# Using rings in your scope for Field Archery



## Po_Boy (Jun 3, 2006)

How many of you use or have used a ring instead of pin or a spot for Field? I am working thru some "issues" with freezing low indoor on a 5 spot and now practicing field, no problems with foam though. (yes, I know it's TP) While I am working thru it I have started to use a ring and it has helped me focus on the X tremendously, so I was wondering if I don't have my problem fixed by the time field comes around is it feasible to use a ring for Field? I just started using a ring and haven't tried it outdoor yet, but have you guys had any success with this or should I just go back to a pin for outdoors. Thanks in advance for your help. 

Scott


----------



## youngarchery (May 31, 2006)

yes you can use them i know some people that love them but you will want a smaller hoop in the scope


----------



## Macker (Mar 22, 2007)

#### Entries on finding named things
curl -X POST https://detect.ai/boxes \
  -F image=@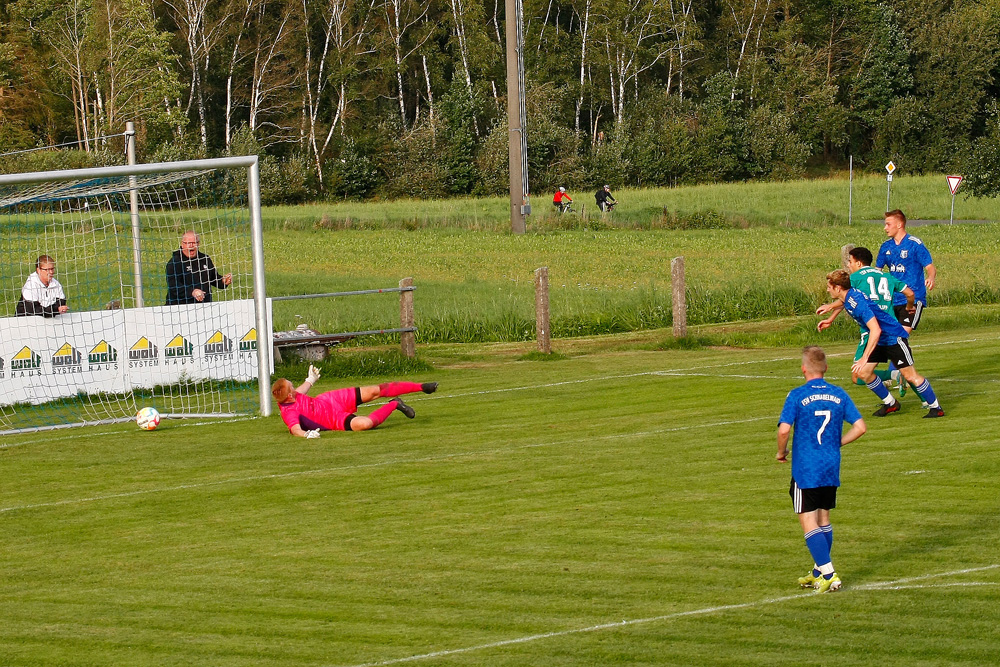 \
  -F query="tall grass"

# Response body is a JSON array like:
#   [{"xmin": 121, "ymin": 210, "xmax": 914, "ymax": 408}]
[
  {"xmin": 265, "ymin": 223, "xmax": 1000, "ymax": 343},
  {"xmin": 264, "ymin": 174, "xmax": 1000, "ymax": 232}
]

#### WHAT TO WORK ON
a – Please copy the archery scope thread word for word, starting at "## Po_Boy (Jun" and ending at "for your help.".
b – Carry on the archery scope thread from the point where it stops.
The items aren't needed for anything here.

#### ANSWERS TO THE EXERCISE
a –
## Po_Boy (Jun 3, 2006)

How many of you use or have used a ring instead of pin or a spot for Field? I am working thru some "issues" with freezing low indoor on a 5 spot and now practicing field, no problems with foam though. (yes, I know it's TP) While I am working thru it I have started to use a ring and it has helped me focus on the X tremendously, so I was wondering if I don't have my problem fixed by the time field comes around is it feasible to use a ring for Field? I just started using a ring and haven't tried it outdoor yet, but have you guys had any success with this or should I just go back to a pin for outdoors. Thanks in advance for your help.

b –
Po_Boy said:


> How many of you use or have used a ring instead of pin or a spot for Field? I am working thru some "issues" with freezing low indoor on a 5 spot and now practicing field, no problems with foam though. (yes, I know it's TP) While I am working thru it I have started to use a ring and it has helped me focus on the X tremendously, so I was wondering if I don't have my problem fixed by the time field comes around is it feasible to use a ring for Field? I just started using a ring and haven't tried it outdoor yet, but have you guys had any success with this or should I just go back to a pin for outdoors. Thanks in advance for your help.
> 
> Scott


 Do yourself a favor and get a true spot scope. Look on their website: www.truespotscopes.com.


----------



## VA Vince (Aug 30, 2005)

The ring has helped my indoor scores. I have tried the fiber and the dot. With the ring you just get it centered and start to focus on the X. I havent tried it out on the field course yet, but I am going to shoot a ring outdoors.
I also like the way the truspot sounds/works. DY needs to make some of those.


----------



## swerve (Jun 5, 2005)

I have been shooting a ring outdoors as well as indoors for the last year. I needed to see the X. Helped my focus a bunch.


----------



## Jbird (May 21, 2002)

*Ring for Field*

We have been using a ring for Field for 5 years. This year I am going to try a True Spot lens for Field and see if it works as well as it does indoors.
Jbird


----------



## Brown Hornet (Aug 8, 2002)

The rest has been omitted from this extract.